• Exercise description: Put the records below into a Markdown table with two columns, Row and Line, where Row holds each line's number and Line holds the line itself. Leave out any blank lines.

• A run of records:
---
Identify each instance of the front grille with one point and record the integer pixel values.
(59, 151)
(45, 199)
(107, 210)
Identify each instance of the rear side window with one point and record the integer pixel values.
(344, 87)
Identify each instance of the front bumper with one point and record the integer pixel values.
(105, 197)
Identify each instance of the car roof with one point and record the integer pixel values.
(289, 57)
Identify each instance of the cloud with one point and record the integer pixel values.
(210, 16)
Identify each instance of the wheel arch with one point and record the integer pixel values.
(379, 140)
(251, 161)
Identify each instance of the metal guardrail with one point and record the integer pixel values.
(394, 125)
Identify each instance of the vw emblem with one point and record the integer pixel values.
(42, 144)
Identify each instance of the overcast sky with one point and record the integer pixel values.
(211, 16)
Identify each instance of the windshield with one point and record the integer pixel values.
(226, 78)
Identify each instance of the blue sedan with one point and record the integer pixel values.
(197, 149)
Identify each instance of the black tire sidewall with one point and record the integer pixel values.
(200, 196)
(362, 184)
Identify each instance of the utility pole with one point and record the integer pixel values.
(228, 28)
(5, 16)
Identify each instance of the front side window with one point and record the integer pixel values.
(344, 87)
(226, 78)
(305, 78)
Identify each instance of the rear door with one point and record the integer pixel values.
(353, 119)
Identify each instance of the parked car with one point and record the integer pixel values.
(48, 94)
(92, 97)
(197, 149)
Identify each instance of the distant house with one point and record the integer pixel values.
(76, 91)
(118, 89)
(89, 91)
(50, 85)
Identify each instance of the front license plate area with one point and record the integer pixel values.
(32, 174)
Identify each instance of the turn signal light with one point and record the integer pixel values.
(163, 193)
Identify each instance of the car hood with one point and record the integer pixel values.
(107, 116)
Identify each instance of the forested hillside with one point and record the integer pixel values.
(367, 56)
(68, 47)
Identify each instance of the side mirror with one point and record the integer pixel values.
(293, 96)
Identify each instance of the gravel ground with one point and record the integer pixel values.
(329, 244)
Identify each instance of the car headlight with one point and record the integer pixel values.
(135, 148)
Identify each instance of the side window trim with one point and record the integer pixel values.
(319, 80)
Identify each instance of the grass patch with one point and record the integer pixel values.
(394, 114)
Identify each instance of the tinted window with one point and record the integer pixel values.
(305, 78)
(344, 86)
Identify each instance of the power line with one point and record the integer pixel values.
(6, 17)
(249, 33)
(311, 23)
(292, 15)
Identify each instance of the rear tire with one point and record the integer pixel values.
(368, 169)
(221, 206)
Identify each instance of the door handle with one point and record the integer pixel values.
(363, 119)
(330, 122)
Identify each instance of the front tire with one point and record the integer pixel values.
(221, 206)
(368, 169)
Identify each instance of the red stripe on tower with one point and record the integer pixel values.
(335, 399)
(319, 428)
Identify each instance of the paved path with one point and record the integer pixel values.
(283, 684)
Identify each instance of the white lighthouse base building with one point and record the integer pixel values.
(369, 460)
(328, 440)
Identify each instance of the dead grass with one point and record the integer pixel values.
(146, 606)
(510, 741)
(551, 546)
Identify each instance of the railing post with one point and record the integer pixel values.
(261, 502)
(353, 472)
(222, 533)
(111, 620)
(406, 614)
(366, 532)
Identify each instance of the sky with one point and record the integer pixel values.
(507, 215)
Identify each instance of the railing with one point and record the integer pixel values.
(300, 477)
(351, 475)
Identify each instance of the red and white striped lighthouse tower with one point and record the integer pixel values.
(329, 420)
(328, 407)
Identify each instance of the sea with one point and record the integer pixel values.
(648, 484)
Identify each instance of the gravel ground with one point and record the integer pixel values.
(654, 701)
---
• Task response:
| Row | Line |
|---|---|
| 1 | Identify each instance of the front grille with one point and record the integer pixel values. |
| 2 | (59, 151) |
| 3 | (45, 199) |
| 4 | (107, 210) |
| 5 | Identify each instance of the rear side window with one point and record the integer pixel values. |
| 6 | (344, 87) |
| 7 | Identify each instance of the front bumper with one point and record the integer pixel values. |
| 8 | (105, 197) |
| 9 | Identify each instance of the car roof with one point and record the integer pixel values. |
| 10 | (289, 57) |
| 11 | Identify each instance of the cloud with one point and record the integer pixel values. |
| 12 | (210, 16) |
| 13 | Identify each instance of the wheel arch with one point and record the integer pixel values. |
| 14 | (379, 140) |
| 15 | (251, 161) |
| 16 | Identify each instance of the metal guardrail with one point and record the integer pixel values. |
| 17 | (394, 125) |
| 18 | Identify each instance of the vw emblem with one point and record the integer pixel values. |
| 19 | (42, 144) |
| 20 | Identify each instance of the overcast sky with one point and record the integer pixel values. |
| 21 | (211, 16) |
| 22 | Identify each instance of the windshield with one point and record the integer pixel values. |
| 23 | (226, 78) |
| 24 | Identify each instance of the blue sedan with one point and record the integer pixel values. |
| 25 | (197, 149) |
| 26 | Identify each instance of the black tire sidewall with one point and record the integer pixel values. |
| 27 | (200, 196) |
| 28 | (362, 184) |
| 29 | Identify each instance of the utility pole with one point and record the integer pixel values. |
| 30 | (228, 28) |
| 31 | (5, 16) |
| 32 | Identify each instance of the front side window with one point and record the integer pixel values. |
| 33 | (344, 87) |
| 34 | (226, 78) |
| 35 | (305, 78) |
| 36 | Identify each instance of the rear door with one point and record the integer pixel values. |
| 37 | (353, 119) |
| 38 | Identify each instance of the parked car with one point and record the integer pixel values. |
| 39 | (48, 94) |
| 40 | (92, 97) |
| 41 | (197, 149) |
| 42 | Identify each instance of the distant house with one point and record the integer pixel values. |
| 43 | (76, 91) |
| 44 | (118, 89) |
| 45 | (89, 91) |
| 46 | (50, 85) |
| 47 | Identify each instance of the front license plate area with one point and record the integer pixel values. |
| 48 | (32, 174) |
| 49 | Identify each instance of the turn signal light with one point and record the integer pixel values. |
| 50 | (163, 193) |
| 51 | Identify each instance of the car hood with one point and record the integer pixel values. |
| 52 | (107, 116) |
| 53 | Identify each instance of the forested hillside with one point and record the integer pixel values. |
| 54 | (367, 56) |
| 55 | (68, 47) |
| 56 | Identify each instance of the side mirror with one point and record the integer pixel values. |
| 57 | (293, 96) |
| 58 | Identify each instance of the gravel ground with one point and record the integer pixel values. |
| 59 | (329, 244) |
| 60 | Identify each instance of the car headlight with one point and record the integer pixel values. |
| 61 | (135, 148) |
| 62 | Identify each instance of the side window trim with one point and record the integer pixel values. |
| 63 | (319, 80) |
| 64 | Identify each instance of the grass patch with one point and record the integer pixel values. |
| 65 | (394, 114) |
| 66 | Identify each instance of the tinted window with one point and record the integer pixel values. |
| 67 | (305, 78) |
| 68 | (344, 86) |
| 69 | Identify each instance of the power line with one point and record the integer pixel values. |
| 70 | (6, 17) |
| 71 | (249, 33) |
| 72 | (311, 23) |
| 73 | (292, 15) |
| 74 | Identify each instance of the rear tire with one point and record the integer pixel values. |
| 75 | (368, 169) |
| 76 | (221, 206) |
| 77 | Identify each instance of the door handle with one point and record the integer pixel values. |
| 78 | (363, 119) |
| 79 | (330, 122) |
| 80 | Identify each instance of the front tire with one point and record the integer pixel values. |
| 81 | (221, 206) |
| 82 | (368, 169) |
| 83 | Identify each instance of the red stripe on tower with one point and record the integer pixel values. |
| 84 | (335, 399) |
| 85 | (319, 428) |
| 86 | Identify each instance of the paved path with one point and record the integer pixel values. |
| 87 | (283, 684) |
| 88 | Identify each instance of the white lighthouse base building with one point and record the integer pixel values. |
| 89 | (369, 460) |
| 90 | (328, 440) |
| 91 | Identify each instance of the dead grass with one point and record the integer pixel values. |
| 92 | (146, 606) |
| 93 | (510, 741) |
| 94 | (551, 546) |
| 95 | Identify each instance of the railing post with one point and record the integer pixel values. |
| 96 | (261, 502) |
| 97 | (353, 472) |
| 98 | (222, 533) |
| 99 | (111, 620) |
| 100 | (406, 614) |
| 101 | (366, 532) |
| 102 | Identify each instance of the sky with one point and record the integer pixel values. |
| 103 | (507, 215) |
| 104 | Identify each instance of the railing with one point and record the integer pixel values. |
| 105 | (300, 477) |
| 106 | (351, 475) |
| 107 | Identify each instance of the red and white striped lighthouse tower with one point and record the integer pixel values. |
| 108 | (329, 420) |
| 109 | (328, 407) |
| 110 | Identify each instance of the sea with one point and record the integer pixel values. |
| 111 | (648, 484) |
| 112 | Identify each instance of the gravel ground with one point and record the integer pixel values. |
| 113 | (654, 701) |